Problem requirements: Would you reproduce the data below exactly, please, leaving out its images?

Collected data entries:
----

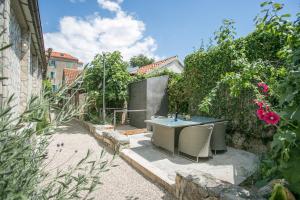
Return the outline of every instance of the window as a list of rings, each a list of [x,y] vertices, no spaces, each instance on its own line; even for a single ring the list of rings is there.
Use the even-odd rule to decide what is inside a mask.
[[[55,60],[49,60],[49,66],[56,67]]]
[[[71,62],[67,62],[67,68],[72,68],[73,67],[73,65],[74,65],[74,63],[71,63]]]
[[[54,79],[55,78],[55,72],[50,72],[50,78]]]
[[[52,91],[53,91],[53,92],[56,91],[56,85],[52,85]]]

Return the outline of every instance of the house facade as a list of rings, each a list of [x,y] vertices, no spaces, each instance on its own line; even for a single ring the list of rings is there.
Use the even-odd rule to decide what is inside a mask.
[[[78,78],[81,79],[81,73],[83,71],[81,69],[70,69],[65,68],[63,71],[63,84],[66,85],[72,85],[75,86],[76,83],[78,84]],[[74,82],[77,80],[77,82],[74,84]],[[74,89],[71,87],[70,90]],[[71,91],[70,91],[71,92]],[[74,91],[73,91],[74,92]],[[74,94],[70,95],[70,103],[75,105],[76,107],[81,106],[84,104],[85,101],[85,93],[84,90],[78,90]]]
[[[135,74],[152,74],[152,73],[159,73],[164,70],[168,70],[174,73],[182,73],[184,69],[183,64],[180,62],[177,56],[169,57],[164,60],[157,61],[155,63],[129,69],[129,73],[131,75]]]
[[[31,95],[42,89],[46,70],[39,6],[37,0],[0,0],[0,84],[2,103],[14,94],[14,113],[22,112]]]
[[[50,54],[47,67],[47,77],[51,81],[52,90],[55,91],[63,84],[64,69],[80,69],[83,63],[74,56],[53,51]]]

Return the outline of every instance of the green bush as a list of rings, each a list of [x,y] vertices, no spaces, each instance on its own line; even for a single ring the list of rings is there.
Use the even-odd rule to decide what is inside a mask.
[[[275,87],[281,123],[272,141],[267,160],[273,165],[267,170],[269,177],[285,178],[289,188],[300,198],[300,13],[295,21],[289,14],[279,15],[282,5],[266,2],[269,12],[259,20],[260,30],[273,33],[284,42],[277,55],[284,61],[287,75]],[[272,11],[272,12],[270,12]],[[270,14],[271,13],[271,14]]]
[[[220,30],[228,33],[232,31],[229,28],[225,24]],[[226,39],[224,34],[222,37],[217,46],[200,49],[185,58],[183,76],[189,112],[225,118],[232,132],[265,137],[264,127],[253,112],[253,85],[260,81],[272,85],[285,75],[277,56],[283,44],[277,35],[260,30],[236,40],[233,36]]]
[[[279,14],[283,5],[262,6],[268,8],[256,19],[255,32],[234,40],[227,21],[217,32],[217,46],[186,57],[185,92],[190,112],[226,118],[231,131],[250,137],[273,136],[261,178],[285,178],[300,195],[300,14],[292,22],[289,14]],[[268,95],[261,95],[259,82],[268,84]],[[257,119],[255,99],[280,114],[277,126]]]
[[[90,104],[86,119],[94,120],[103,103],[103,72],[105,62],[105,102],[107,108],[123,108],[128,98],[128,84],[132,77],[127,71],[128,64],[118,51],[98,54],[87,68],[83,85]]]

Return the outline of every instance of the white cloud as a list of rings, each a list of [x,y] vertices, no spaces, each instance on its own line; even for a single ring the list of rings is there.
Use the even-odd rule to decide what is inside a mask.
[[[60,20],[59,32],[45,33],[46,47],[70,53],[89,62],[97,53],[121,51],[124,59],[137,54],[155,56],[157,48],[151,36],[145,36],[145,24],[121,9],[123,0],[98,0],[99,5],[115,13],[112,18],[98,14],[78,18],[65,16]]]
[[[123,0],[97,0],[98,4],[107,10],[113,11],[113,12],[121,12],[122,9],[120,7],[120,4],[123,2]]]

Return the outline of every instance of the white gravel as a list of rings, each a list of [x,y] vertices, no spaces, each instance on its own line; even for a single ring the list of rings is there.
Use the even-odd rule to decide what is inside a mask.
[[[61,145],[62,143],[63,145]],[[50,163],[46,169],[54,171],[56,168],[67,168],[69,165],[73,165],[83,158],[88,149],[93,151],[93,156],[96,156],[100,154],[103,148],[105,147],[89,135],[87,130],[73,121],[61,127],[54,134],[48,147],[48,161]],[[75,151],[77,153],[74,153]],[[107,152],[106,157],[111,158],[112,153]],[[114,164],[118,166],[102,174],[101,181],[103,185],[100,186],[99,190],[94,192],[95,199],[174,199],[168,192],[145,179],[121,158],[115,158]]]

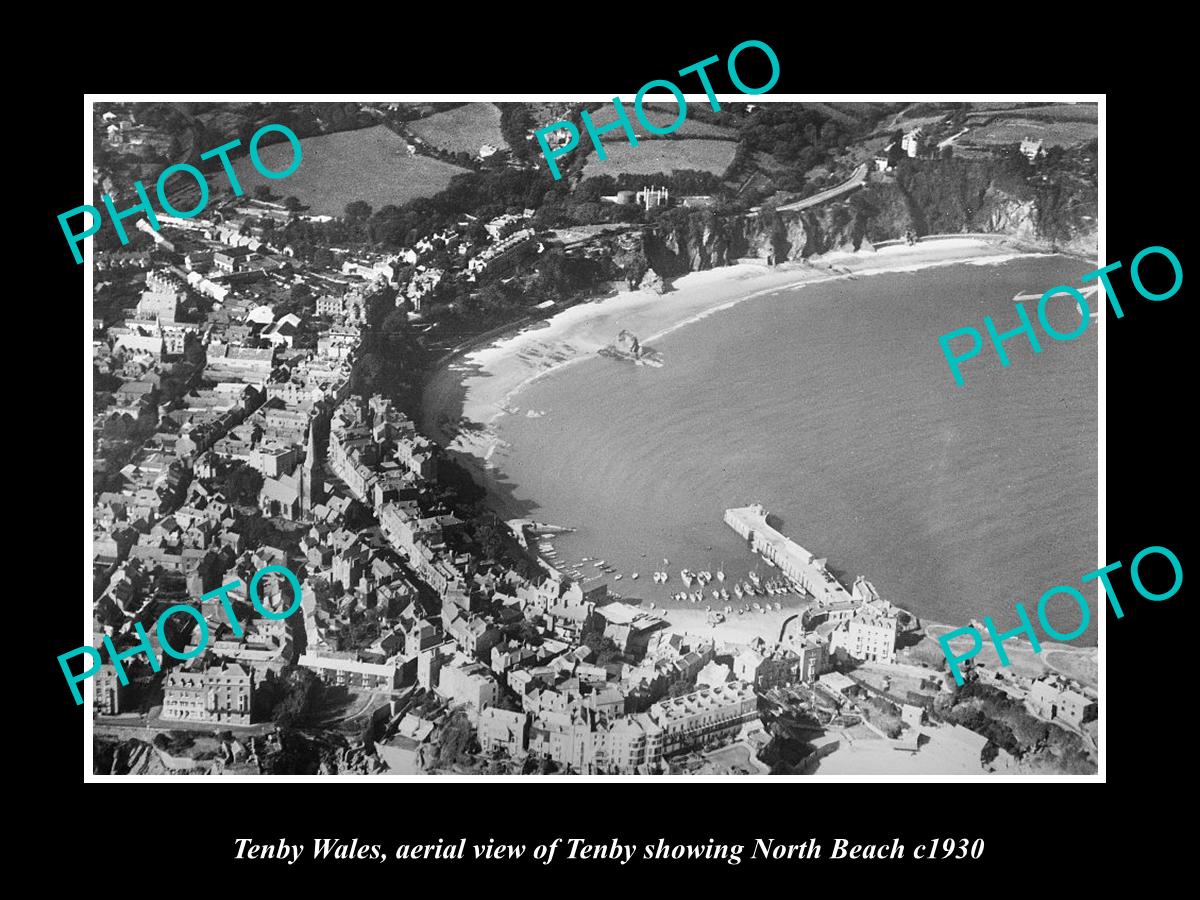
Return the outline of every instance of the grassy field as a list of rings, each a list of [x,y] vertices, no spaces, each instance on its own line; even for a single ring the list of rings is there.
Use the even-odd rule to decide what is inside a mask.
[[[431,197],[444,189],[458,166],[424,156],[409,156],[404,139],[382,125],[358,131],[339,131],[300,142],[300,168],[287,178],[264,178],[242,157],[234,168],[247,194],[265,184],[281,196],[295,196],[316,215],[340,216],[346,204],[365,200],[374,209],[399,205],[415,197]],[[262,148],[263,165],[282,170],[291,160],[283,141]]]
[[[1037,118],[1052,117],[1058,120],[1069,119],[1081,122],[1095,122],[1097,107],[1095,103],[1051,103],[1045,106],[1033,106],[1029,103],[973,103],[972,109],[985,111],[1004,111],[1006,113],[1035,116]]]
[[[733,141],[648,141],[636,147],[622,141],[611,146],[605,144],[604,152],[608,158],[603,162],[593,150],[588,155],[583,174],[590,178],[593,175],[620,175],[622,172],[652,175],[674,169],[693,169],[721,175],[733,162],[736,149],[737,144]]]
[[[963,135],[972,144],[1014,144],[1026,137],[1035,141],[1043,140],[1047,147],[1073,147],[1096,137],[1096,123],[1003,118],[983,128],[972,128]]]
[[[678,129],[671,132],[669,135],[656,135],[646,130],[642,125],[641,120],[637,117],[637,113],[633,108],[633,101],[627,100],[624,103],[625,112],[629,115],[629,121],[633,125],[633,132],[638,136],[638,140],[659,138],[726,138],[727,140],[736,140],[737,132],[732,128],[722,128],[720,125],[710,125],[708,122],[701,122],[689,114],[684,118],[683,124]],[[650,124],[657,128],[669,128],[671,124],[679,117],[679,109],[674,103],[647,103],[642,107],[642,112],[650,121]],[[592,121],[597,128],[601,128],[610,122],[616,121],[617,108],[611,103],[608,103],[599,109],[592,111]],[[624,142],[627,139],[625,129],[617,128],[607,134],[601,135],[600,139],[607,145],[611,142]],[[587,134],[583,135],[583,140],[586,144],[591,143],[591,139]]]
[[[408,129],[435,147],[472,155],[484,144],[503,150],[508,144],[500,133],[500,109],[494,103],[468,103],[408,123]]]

----

Solution to this problem:
Return the outline of every instance of the window as a list of rings, each a list of [x,y] vertices, no spaces, each instance on its own line; even for a single ring the list of rings is there.
Use the even-odd rule to decide what is inside a mask.
[[[55,60],[49,60],[49,66],[56,67]]]
[[[71,62],[67,62],[67,68],[72,68],[73,67],[73,65],[74,65],[74,63],[71,63]]]
[[[54,79],[55,78],[55,72],[50,72],[50,78]]]
[[[52,91],[53,91],[53,92],[56,91],[56,85],[52,85]]]

Return the outline of every instance of the house facade as a list of rings, each a list of [x,y] vertices, no spaces, each instance on its own line; even for a single ring the list of rings is there.
Use the even-odd rule to decide what is inside a mask.
[[[78,78],[81,79],[81,73],[83,71],[81,69],[70,69],[65,68],[63,71],[63,84],[66,85],[72,85],[75,86],[76,83],[78,84]],[[74,82],[77,80],[77,82],[74,84]],[[74,89],[71,87],[70,90]],[[71,91],[70,91],[71,92]],[[74,91],[73,91],[74,92]],[[74,94],[70,95],[70,103],[75,105],[76,107],[81,106],[84,104],[85,101],[85,93],[84,90],[78,90]]]
[[[135,74],[152,74],[152,73],[159,73],[164,70],[168,70],[174,73],[182,73],[184,69],[183,64],[180,62],[177,56],[169,57],[164,60],[157,61],[155,63],[129,69],[129,73],[131,75]]]
[[[31,95],[42,89],[46,70],[39,6],[37,0],[0,0],[0,84],[2,103],[14,94],[14,113],[22,112]]]
[[[50,54],[47,67],[47,77],[51,81],[52,90],[55,91],[63,84],[64,69],[80,69],[83,63],[74,56],[53,51]]]

Return the outline of every instance of the green bush as a list of rings, each a list of [x,y] vertices, no spaces, each instance on its own line; even for a single ring the list of rings is there.
Use the even-odd rule to decide what is inside a mask.
[[[275,87],[281,123],[272,141],[267,160],[273,165],[267,170],[269,177],[285,178],[289,188],[300,198],[300,13],[295,21],[289,14],[279,15],[282,5],[266,2],[269,12],[259,20],[260,30],[273,33],[284,42],[277,55],[284,61],[287,75]],[[272,11],[272,12],[270,12]],[[270,14],[271,13],[271,14]]]
[[[220,30],[228,33],[232,31],[229,28],[225,24]],[[226,39],[224,34],[222,37],[217,46],[200,49],[185,58],[183,76],[189,112],[225,118],[232,132],[265,137],[264,127],[253,112],[253,85],[260,81],[272,85],[285,75],[277,56],[283,44],[277,35],[260,30],[236,40],[233,36]]]
[[[279,14],[283,5],[262,6],[268,8],[256,19],[255,32],[234,40],[227,21],[217,32],[217,46],[186,57],[185,92],[190,112],[226,118],[231,131],[250,137],[273,136],[261,178],[285,178],[300,195],[300,14],[292,22],[289,14]],[[268,95],[261,95],[259,82],[268,84]],[[257,119],[255,99],[280,114],[277,126]]]
[[[90,104],[86,119],[94,120],[103,103],[103,72],[105,62],[105,102],[107,108],[123,108],[128,98],[128,84],[132,77],[127,71],[128,64],[118,51],[98,54],[87,68],[83,85]]]

Return the outline of every instance of the white cloud as a list of rings, each a list of [x,y] vertices, no spaces, each instance on its own line; even for a single ring the list of rings is there.
Use the even-odd rule to decide what is inside a mask.
[[[60,20],[59,32],[45,33],[46,47],[70,53],[89,62],[97,53],[121,51],[124,59],[137,54],[155,56],[157,48],[151,36],[145,36],[145,24],[121,9],[123,0],[98,0],[99,5],[115,13],[112,18],[98,14],[78,18],[65,16]]]
[[[123,0],[97,0],[98,4],[107,10],[113,11],[113,12],[121,12],[122,9],[120,7],[120,4],[123,2]]]

Return the outline of every instance of the white gravel as a list of rings, each a list of [x,y] vertices, no spaces, each instance on its own line; even for a single ring the list of rings is there.
Use the even-odd rule to decide what is inside a mask.
[[[61,145],[62,143],[63,145]],[[50,163],[46,169],[54,171],[56,168],[67,168],[69,165],[73,165],[83,158],[88,149],[93,151],[93,156],[96,156],[100,154],[103,148],[105,147],[89,135],[87,130],[73,121],[61,127],[54,134],[48,147],[48,161]],[[75,151],[77,153],[74,153]],[[107,152],[106,157],[111,158],[112,153]],[[114,164],[118,166],[102,174],[101,181],[103,185],[100,186],[99,190],[94,192],[95,199],[174,199],[168,192],[145,179],[121,158],[115,158]]]

Return the outline of every instance of the grassy field as a list of rings, each a list of [x,y] vertices, no spaces, each instance on its own line; even for a single ring the list of rings is there.
Use the even-odd rule to decide what is inside a mask.
[[[431,197],[444,189],[458,166],[424,156],[409,156],[404,139],[382,125],[358,131],[339,131],[300,142],[300,168],[287,178],[264,178],[242,157],[234,168],[247,194],[265,184],[281,196],[295,196],[316,215],[340,216],[346,204],[365,200],[374,209],[399,205],[415,197]],[[262,148],[263,165],[282,170],[291,160],[283,141]]]
[[[1037,118],[1052,117],[1058,120],[1069,119],[1081,122],[1095,122],[1097,107],[1095,103],[1051,103],[1045,106],[1033,106],[1029,103],[973,103],[972,109],[985,111],[1004,111],[1006,113],[1035,116]]]
[[[733,141],[648,141],[636,147],[622,141],[611,146],[605,144],[604,152],[608,158],[603,162],[593,150],[588,155],[583,174],[590,178],[593,175],[620,175],[622,172],[652,175],[674,169],[693,169],[721,175],[733,162],[736,149],[737,144]]]
[[[963,135],[972,144],[1014,144],[1026,137],[1035,141],[1043,140],[1047,147],[1073,147],[1096,137],[1096,123],[1003,118],[983,128],[972,128]]]
[[[678,129],[671,132],[669,135],[656,135],[646,130],[642,125],[641,120],[637,117],[637,113],[633,108],[633,101],[627,100],[624,103],[625,112],[629,115],[629,121],[633,125],[633,132],[638,136],[638,140],[659,138],[726,138],[727,140],[736,140],[737,132],[732,128],[722,128],[720,125],[710,125],[708,122],[701,122],[689,114],[684,118],[683,124]],[[650,124],[657,128],[669,128],[671,124],[679,117],[679,109],[674,103],[647,103],[642,107],[642,112],[650,121]],[[592,121],[597,128],[601,128],[610,122],[616,121],[617,108],[611,103],[608,103],[599,109],[592,111]],[[624,142],[627,139],[625,129],[617,128],[607,134],[601,135],[600,139],[607,145],[611,142]],[[587,134],[583,135],[583,140],[586,144],[591,143],[591,139]]]
[[[408,129],[435,147],[472,155],[484,144],[503,150],[508,144],[500,133],[500,109],[494,103],[468,103],[408,123]]]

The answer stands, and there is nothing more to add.